> Assignment:
The answer should be every line below, repeated exactly, with the images left out.

> Data shown:

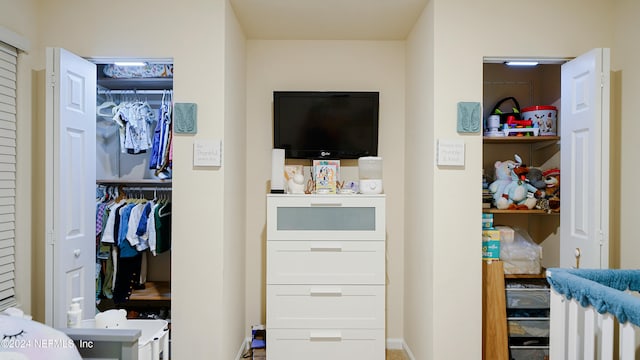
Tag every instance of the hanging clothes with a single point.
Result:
(160, 160)
(134, 119)
(126, 228)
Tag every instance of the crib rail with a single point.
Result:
(586, 305)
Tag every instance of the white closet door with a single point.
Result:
(585, 161)
(8, 70)
(71, 177)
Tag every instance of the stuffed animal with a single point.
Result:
(509, 190)
(536, 178)
(552, 178)
(111, 319)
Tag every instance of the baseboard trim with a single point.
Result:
(407, 350)
(394, 344)
(243, 347)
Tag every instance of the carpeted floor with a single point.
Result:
(396, 355)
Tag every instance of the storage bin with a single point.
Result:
(528, 353)
(528, 327)
(154, 337)
(528, 298)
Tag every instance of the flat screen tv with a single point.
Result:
(326, 124)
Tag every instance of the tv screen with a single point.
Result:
(326, 124)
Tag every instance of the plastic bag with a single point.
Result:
(522, 255)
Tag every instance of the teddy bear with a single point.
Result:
(509, 190)
(536, 178)
(552, 179)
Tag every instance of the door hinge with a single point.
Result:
(50, 238)
(52, 80)
(601, 237)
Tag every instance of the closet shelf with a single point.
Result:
(137, 83)
(153, 291)
(134, 182)
(522, 212)
(518, 139)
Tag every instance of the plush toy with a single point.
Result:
(536, 178)
(552, 178)
(509, 190)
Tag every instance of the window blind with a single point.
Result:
(8, 70)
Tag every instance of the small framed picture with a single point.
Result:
(326, 174)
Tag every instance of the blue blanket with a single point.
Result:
(602, 289)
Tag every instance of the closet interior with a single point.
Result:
(134, 107)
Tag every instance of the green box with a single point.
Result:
(490, 244)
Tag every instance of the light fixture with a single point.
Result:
(130, 63)
(520, 63)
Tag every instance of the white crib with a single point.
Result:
(586, 307)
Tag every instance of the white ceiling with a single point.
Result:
(327, 19)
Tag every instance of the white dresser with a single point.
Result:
(325, 277)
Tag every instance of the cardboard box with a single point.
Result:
(490, 244)
(487, 221)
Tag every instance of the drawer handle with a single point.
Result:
(333, 247)
(325, 336)
(325, 292)
(331, 204)
(327, 248)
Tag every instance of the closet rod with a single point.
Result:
(145, 188)
(134, 92)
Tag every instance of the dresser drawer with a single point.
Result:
(528, 298)
(326, 262)
(325, 306)
(528, 327)
(336, 344)
(341, 217)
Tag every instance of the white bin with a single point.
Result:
(154, 337)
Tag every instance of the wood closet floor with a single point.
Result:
(396, 355)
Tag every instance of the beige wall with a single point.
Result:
(463, 32)
(419, 331)
(625, 59)
(20, 20)
(325, 65)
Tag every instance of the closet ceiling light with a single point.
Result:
(521, 63)
(130, 63)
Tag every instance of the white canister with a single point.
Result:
(370, 173)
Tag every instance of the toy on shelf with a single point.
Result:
(551, 202)
(510, 189)
(514, 127)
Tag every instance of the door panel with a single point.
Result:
(70, 199)
(584, 161)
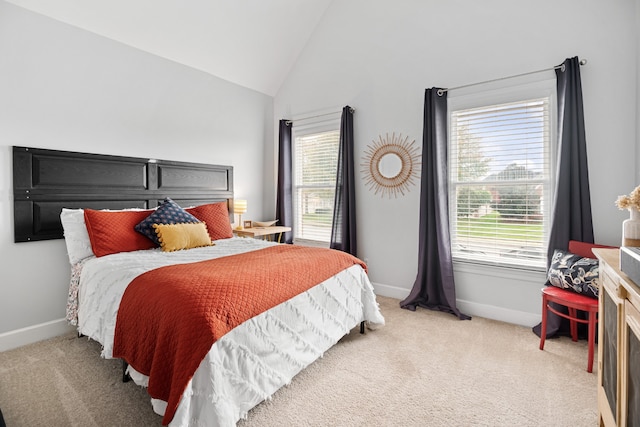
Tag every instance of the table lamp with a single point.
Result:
(239, 207)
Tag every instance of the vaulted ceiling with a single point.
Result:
(253, 43)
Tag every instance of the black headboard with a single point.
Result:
(45, 181)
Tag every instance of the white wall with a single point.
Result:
(66, 89)
(379, 56)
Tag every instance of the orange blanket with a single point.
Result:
(170, 317)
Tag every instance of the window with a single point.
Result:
(500, 181)
(315, 161)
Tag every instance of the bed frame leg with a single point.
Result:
(125, 377)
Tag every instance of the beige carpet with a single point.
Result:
(423, 368)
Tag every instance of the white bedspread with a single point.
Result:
(251, 362)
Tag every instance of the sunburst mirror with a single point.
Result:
(390, 165)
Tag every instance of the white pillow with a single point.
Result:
(75, 235)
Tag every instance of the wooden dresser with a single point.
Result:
(618, 344)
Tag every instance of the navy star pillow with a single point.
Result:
(169, 212)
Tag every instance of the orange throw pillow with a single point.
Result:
(113, 232)
(216, 216)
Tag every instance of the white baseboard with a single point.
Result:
(502, 314)
(390, 291)
(35, 333)
(470, 308)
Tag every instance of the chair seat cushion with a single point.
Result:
(574, 272)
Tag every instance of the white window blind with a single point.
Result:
(315, 167)
(500, 183)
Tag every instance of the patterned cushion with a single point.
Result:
(169, 212)
(216, 216)
(111, 232)
(575, 273)
(174, 237)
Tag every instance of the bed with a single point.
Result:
(118, 273)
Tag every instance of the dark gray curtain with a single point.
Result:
(343, 230)
(434, 287)
(284, 197)
(571, 216)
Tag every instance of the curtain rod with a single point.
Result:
(316, 116)
(561, 66)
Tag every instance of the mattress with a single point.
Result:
(252, 361)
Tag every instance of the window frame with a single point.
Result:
(309, 127)
(504, 92)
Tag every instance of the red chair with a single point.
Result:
(573, 302)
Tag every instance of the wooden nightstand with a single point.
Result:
(263, 232)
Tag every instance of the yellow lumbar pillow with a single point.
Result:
(174, 237)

> Response area:
Tag every instance of the hanging clothes with a single point.
Result:
(160, 160)
(134, 119)
(126, 228)
Tag every instance of the crib rail with a single point.
Result:
(586, 305)
Tag every instance of the white closet door with a single point.
Result:
(585, 161)
(8, 70)
(71, 177)
Tag every instance of the stuffed animal with a single point.
Result:
(509, 190)
(536, 178)
(552, 178)
(111, 319)
Tag every instance of the baseboard trim with a single point.
Result:
(407, 350)
(394, 344)
(243, 347)
Tag every instance of the carpeted floor with a single point.
Result:
(396, 355)
Tag every instance of the storage bin with a single point.
Result:
(528, 353)
(528, 327)
(154, 337)
(528, 298)
Tag every instance of the flat screen tv with a single point.
Result:
(326, 124)
Tag every instance of the tv screen with a single point.
Result:
(326, 124)
Tag every instance of the plastic bag with a single point.
Result:
(522, 255)
Tag every instance of the teddy bear with a single point.
Result:
(509, 190)
(536, 178)
(552, 179)
Tag every instance of the door hinge with a single point.
Result:
(50, 238)
(52, 80)
(601, 237)
Tag every instance of the closet shelf with a single point.
Result:
(137, 83)
(153, 291)
(134, 182)
(522, 212)
(518, 139)
Tag every instance of the plush toy with a single point.
Result:
(536, 178)
(552, 178)
(509, 190)
Tag every instance of the window blind with a single point.
Result:
(8, 70)
Tag every instance of the small framed picture with a single point.
Result:
(326, 174)
Tag every instance of the blue blanket with a single point.
Result:
(602, 289)
Tag every instance of the closet interior with a single point.
Result:
(134, 107)
Tag every instance of the green box with a single point.
Result:
(490, 244)
Tag every instance of the light fixture with a single point.
Result:
(130, 63)
(520, 63)
Tag every instance of the white crib with a single point.
Result:
(586, 307)
Tag every instance of the white ceiling with a single point.
Result:
(327, 19)
Tag every instance of the white dresser with a single point.
Result:
(325, 277)
Tag every instance of the cardboard box with a single point.
Result:
(490, 244)
(487, 221)
Tag every instance of the drawer handle with a single point.
Result:
(333, 247)
(325, 336)
(325, 292)
(331, 204)
(327, 248)
Tag every instance of the closet rod with a single point.
Result:
(145, 188)
(134, 92)
Tag every instance of the dresser drawer with a single point.
Result:
(528, 298)
(326, 262)
(325, 306)
(528, 327)
(336, 344)
(341, 217)
Tag every instance of the white bin with a single point.
Result:
(154, 337)
Tag every instance of the wood closet floor with a single point.
Result:
(396, 355)
Tag every instance of the beige wall with a single point.
Result:
(463, 32)
(419, 331)
(625, 59)
(20, 20)
(325, 65)
Tag every instance of the closet ceiling light with a single point.
Result:
(521, 63)
(130, 63)
Tag every instance of the white canister with a single point.
Result:
(370, 173)
Tag every instance of the toy on shelf with a single point.
Result:
(551, 202)
(510, 189)
(514, 127)
Tag every instance of the door panel with a single point.
Result:
(70, 199)
(584, 161)
Tag every instance of the table lamp with a single point.
Result:
(239, 207)
Tag every instance of the vaulted ceiling with a single point.
Result:
(253, 43)
Tag every instance of the black headboard with a single point.
Result:
(45, 181)
Tag every instance of the white wall with a single point.
Result:
(66, 89)
(379, 56)
Tag every instance of the orange blanket with a single point.
Result:
(170, 317)
Tag every instance of the window with a single point.
Result:
(500, 181)
(315, 161)
Tag every instance of the bed frame leg with a single point.
Result:
(125, 377)
Tag every instance of the beige carpet with a single point.
Result:
(423, 368)
Tag every instance of the white bedspread with a single point.
Result:
(251, 362)
Tag every instance of the sunburst mirror with a single point.
Result:
(390, 165)
Tag every instance of the white pillow with a single point.
Result:
(75, 235)
Tag every instance of the wooden dresser with a single point.
Result:
(618, 344)
Tag every instance of the navy star pillow with a single point.
Result:
(169, 212)
Tag every instance of the orange throw pillow with a single point.
Result:
(113, 232)
(216, 216)
Tag every instance of the white baseboard with a single point.
Result:
(502, 314)
(390, 291)
(35, 333)
(470, 308)
Tag every instance of the chair seat cushion with a single point.
Result:
(574, 272)
Tag every instance of the white window blind with a single point.
Result:
(315, 167)
(500, 183)
Tag every instance of the patterned cushion with a single point.
Result:
(169, 212)
(216, 216)
(111, 232)
(575, 273)
(174, 237)
Tag every instance of the bed with a single point.
Result:
(118, 273)
Tag every instance of the dark gray curtain with a single point.
Result:
(343, 230)
(434, 287)
(284, 197)
(571, 216)
Tag every instance of the curtain rod with a single point.
Result:
(316, 116)
(561, 66)
Tag every instance of the mattress with a single point.
Result:
(252, 361)
Tag every instance of the window frame with a single point.
Result:
(309, 127)
(504, 92)
Tag every instance of the red chair with a single point.
Result:
(573, 302)
Tag every instance of the wooden nightstand with a single point.
Result:
(263, 232)
Tag every instance of the yellow lumbar pillow with a single point.
Result:
(174, 237)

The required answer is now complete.